**TASK:** Go through the entries below and print, exactly, the lines starting at the one with "Note: pick out the rubber" and ending at the one with "Note: pick out the truck", keeping both ends and no others.

(SUPPLIED DATA Opens)

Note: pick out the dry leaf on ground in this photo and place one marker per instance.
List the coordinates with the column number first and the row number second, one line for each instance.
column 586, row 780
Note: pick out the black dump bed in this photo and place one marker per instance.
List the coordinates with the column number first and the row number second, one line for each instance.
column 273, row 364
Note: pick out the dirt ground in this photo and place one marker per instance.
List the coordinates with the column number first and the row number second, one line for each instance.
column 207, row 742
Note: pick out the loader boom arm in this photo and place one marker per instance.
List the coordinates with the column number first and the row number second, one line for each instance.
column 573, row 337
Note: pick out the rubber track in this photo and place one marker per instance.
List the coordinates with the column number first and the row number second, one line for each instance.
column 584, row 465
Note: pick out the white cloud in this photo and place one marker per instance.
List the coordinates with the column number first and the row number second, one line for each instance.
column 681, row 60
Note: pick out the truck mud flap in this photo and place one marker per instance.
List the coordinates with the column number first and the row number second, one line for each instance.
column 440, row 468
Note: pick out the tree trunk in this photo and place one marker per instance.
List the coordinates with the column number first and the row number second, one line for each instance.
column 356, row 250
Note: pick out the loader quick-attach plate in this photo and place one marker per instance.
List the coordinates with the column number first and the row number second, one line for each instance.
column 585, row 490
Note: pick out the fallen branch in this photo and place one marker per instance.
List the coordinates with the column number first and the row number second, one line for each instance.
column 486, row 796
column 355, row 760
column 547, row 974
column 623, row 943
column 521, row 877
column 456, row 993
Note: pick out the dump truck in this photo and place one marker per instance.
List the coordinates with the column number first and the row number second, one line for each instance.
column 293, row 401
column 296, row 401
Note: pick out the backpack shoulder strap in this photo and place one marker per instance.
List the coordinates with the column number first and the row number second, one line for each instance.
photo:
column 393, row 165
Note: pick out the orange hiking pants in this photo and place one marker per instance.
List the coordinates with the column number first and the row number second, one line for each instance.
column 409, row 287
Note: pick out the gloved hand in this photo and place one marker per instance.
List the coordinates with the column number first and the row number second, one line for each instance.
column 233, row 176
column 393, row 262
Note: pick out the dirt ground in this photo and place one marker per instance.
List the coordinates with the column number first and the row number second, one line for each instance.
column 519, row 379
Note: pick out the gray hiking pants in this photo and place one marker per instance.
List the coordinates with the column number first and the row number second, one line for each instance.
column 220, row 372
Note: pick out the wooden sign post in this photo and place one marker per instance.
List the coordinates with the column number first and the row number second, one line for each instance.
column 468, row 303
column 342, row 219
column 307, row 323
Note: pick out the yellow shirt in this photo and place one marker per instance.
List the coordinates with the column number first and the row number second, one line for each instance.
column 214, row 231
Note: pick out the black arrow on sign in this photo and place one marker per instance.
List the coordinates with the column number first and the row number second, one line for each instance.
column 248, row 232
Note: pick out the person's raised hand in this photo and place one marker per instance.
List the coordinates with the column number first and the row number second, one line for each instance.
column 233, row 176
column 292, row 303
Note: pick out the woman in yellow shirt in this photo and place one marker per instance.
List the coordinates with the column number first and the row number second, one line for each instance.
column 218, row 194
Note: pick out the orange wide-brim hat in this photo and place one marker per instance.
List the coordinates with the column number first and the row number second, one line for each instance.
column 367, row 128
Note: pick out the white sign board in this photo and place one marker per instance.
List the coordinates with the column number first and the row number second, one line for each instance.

(SUPPLIED DATA Closes)

**PROBLEM SOLUTION:**
Note: pick out the rubber track in this photo and place one marker per instance.
List the coordinates with the column number first and the row number second, one line for each instance.
column 584, row 465
Note: pick out the white cloud in this photo and place one marker per instance.
List the coordinates with the column number first and the row number second, one line for each instance.
column 681, row 60
Note: pick out the truck mud flap in this photo and place one marker per instance.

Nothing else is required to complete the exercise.